- [Goal]
Reproduce the part of the rural schoolhouse post from "Central School, Hwy." to "in Edgefield County?", word for word.

- [Source]

Central School, Hwy. 191, Johnston vicinity, SC. Photo by Haley Grant, 2009.

Thursday, May 30, 2013

Wanted! This Rural School That's Maybe in Edgefield County?

Seriously, have you seen or know of this school?
 In 2010, I had an internship with the South Carolina State Historic Preservation Office-- it was fantastic-- and my job was to survey selected counties for remaining Rosenwald Schools. Most of my time was spent compiling a list of schools to survey as well as mapping out the historic locations so that we could site check them. I would site survey, solo, in the counties around my home in Aiken in order to save time...and well, I loved the time by myself. I took the above photograph of this school on July 20, 2010 near the end of a not so successful surveying day. That day, I surveyed all of the known locations for Rosenwald Schools in Edgefield and Saluda Counties that I could not clearly view from satellite and Google Street View-- 9 schools out of 17. Unless, the historic locations turned up in the middle of a cleared field on the satellite image, I was going surveying.

I found the above schoolhouse en route to a Rosenwald School on my list.* So I was sweaty, out of patience, and very sleepy from the rhythm of hours of driving down miles of hot country roads. I drove by the schoolhouse initially then turned around to pull over for the photograph. It was in a cleared  cow pasture out in the middle of what I think was Edgefield County with no one around save for the inhabited house behind the school. And the cows. Now, I knew the road I was on at the time, but for the life of me, I don't know why I didn't write down the road then (well again, I was sweaty, impatient, and sleepy) in relation to the photograph. I also cannot remember any kind of landmarks or significant buildings that I could go back and find. I just know I was near a county line-- so either McCormick or Saluda--as I believe I was coming from Edgefield. Hence my hunt for this school. I'm becoming quite obsessed with finding it.

- [Extracted information]
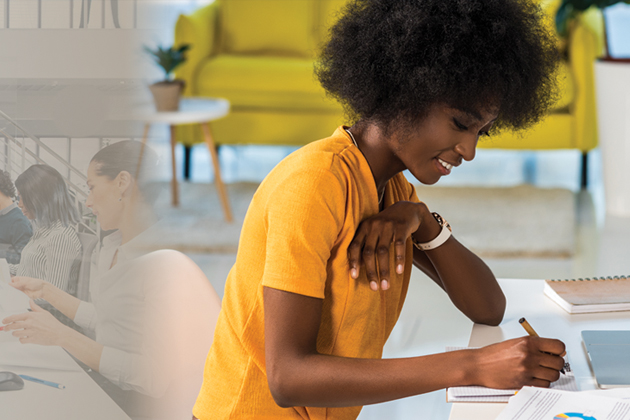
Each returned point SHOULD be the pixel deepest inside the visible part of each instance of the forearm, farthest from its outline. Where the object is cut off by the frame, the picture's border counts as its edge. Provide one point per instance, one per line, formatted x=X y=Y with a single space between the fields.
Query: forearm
x=468 y=281
x=61 y=300
x=328 y=381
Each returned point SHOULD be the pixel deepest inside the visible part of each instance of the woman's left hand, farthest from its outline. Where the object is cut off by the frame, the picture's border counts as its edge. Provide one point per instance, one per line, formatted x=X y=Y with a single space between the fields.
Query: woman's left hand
x=36 y=327
x=374 y=237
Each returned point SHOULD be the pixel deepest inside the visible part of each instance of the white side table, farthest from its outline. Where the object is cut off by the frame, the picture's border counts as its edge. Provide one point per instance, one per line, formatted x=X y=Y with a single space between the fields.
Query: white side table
x=193 y=111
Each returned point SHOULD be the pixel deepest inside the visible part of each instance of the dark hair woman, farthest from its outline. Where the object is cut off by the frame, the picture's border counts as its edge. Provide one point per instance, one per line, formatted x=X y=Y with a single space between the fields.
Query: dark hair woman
x=140 y=300
x=15 y=229
x=331 y=235
x=53 y=253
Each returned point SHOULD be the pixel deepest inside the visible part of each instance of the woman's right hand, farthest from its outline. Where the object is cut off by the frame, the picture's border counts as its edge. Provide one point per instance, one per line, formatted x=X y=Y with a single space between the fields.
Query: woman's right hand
x=512 y=364
x=34 y=288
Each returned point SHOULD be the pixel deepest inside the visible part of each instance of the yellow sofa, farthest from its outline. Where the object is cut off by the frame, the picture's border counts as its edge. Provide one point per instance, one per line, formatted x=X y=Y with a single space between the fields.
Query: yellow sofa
x=259 y=55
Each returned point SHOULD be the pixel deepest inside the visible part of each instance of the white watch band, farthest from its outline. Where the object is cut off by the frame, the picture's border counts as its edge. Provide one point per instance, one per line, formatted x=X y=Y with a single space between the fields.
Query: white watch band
x=437 y=241
x=444 y=234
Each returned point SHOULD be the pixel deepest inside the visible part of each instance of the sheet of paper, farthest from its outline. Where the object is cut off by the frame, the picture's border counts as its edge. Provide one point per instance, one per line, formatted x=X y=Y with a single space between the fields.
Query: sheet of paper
x=542 y=404
x=566 y=382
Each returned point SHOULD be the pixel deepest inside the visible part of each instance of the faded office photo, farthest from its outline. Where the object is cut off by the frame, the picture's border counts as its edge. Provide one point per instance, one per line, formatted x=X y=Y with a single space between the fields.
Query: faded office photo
x=98 y=319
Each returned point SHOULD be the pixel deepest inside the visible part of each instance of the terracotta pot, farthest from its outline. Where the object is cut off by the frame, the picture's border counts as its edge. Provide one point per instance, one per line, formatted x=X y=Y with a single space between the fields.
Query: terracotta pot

- [The solution]
Central School, Hwy. 191, Johnston vicinity, SC. Photo by Haley Grant, 2009.

Thursday, May 30, 2013

Wanted! This Rural School That's Maybe in Edgefield County?